▶ AIM
Could you give the stretch from the item containing "Shelf-audit task: drop a dot on every instance of the blue" through the end of the items, swapping "borage" for "cornflower" and leaving everything else unchanged?
══ MATERIAL PROVIDED ══
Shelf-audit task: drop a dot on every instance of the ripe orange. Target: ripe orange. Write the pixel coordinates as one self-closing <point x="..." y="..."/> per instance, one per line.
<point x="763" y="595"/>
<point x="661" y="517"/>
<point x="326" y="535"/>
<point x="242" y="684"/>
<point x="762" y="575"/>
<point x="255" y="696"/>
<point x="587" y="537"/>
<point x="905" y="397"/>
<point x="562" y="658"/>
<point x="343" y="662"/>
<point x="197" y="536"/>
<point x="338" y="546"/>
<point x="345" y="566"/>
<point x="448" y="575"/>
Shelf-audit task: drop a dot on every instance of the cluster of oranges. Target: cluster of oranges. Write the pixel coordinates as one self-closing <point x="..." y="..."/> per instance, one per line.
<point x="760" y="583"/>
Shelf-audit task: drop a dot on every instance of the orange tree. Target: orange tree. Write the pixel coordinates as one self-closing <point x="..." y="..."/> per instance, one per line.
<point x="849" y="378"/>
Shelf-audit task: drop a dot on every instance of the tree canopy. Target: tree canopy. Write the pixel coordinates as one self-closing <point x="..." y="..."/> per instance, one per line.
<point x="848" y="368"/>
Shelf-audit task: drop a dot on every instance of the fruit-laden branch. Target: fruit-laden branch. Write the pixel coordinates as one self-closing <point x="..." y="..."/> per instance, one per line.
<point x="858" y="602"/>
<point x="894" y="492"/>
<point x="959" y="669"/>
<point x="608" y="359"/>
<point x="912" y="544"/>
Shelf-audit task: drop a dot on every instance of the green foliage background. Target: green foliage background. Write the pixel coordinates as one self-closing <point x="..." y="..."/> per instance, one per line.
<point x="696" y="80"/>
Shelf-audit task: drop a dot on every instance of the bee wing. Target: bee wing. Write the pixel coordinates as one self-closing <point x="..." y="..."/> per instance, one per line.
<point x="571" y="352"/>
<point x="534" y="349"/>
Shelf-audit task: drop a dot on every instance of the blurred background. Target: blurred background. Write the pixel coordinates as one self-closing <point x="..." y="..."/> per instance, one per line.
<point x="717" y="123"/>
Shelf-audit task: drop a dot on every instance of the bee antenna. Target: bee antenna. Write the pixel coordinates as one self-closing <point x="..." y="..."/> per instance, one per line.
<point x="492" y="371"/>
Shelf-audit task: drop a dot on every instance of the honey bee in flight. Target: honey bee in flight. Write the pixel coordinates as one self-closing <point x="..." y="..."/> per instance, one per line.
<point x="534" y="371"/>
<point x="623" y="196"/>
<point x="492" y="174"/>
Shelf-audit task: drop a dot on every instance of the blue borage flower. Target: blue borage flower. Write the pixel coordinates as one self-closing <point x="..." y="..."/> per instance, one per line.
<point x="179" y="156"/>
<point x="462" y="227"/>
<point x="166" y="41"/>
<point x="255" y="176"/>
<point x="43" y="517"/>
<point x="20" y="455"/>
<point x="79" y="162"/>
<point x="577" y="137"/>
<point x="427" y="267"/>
═══
▶ FINAL RESULT
Shelf-audit task: drop a dot on every instance of the blue cornflower flower. Target: blue cornflower flower. Write the pixel coordinates as one self-closing <point x="..." y="..."/> per instance, one per line.
<point x="179" y="156"/>
<point x="462" y="227"/>
<point x="166" y="41"/>
<point x="255" y="176"/>
<point x="43" y="517"/>
<point x="20" y="455"/>
<point x="79" y="162"/>
<point x="577" y="137"/>
<point x="427" y="267"/>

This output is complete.